REQUIREMENT
From the line containing "Target: woman in dress" onward, retype each line of the entries below exactly, last line included.

(Data records)
========
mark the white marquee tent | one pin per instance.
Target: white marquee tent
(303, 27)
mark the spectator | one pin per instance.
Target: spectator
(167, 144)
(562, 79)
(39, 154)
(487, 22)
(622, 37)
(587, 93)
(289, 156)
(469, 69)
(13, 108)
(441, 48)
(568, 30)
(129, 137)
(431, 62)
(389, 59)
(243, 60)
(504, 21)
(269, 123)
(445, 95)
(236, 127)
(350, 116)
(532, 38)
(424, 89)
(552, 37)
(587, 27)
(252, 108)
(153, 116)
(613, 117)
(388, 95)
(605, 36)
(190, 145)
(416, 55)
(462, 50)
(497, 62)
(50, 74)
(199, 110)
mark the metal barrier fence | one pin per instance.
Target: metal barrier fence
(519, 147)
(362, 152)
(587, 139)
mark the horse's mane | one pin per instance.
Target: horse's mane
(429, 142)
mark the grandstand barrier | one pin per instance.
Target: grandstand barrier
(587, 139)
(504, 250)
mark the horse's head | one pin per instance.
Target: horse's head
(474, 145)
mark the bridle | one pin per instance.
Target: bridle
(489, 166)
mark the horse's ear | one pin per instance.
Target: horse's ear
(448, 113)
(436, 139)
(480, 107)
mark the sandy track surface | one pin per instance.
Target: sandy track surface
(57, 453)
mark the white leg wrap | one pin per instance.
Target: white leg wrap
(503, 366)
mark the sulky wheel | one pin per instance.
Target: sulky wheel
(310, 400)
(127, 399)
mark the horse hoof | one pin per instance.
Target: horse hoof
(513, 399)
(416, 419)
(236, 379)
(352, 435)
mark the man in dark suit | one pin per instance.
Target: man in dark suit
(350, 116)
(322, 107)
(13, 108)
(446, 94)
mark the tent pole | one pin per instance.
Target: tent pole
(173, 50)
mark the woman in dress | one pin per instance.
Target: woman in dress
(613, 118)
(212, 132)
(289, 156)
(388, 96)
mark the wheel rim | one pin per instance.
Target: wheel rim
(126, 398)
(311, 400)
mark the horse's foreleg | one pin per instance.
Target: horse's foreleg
========
RESPONSE FOR THIS EXERCISE
Target: woman in dress
(613, 118)
(212, 132)
(289, 156)
(388, 96)
mark the wheel rim | one pin per instance.
Target: wheel rim
(126, 398)
(311, 400)
mark the horse's foreleg | one pin per instance.
Target: horse's foreleg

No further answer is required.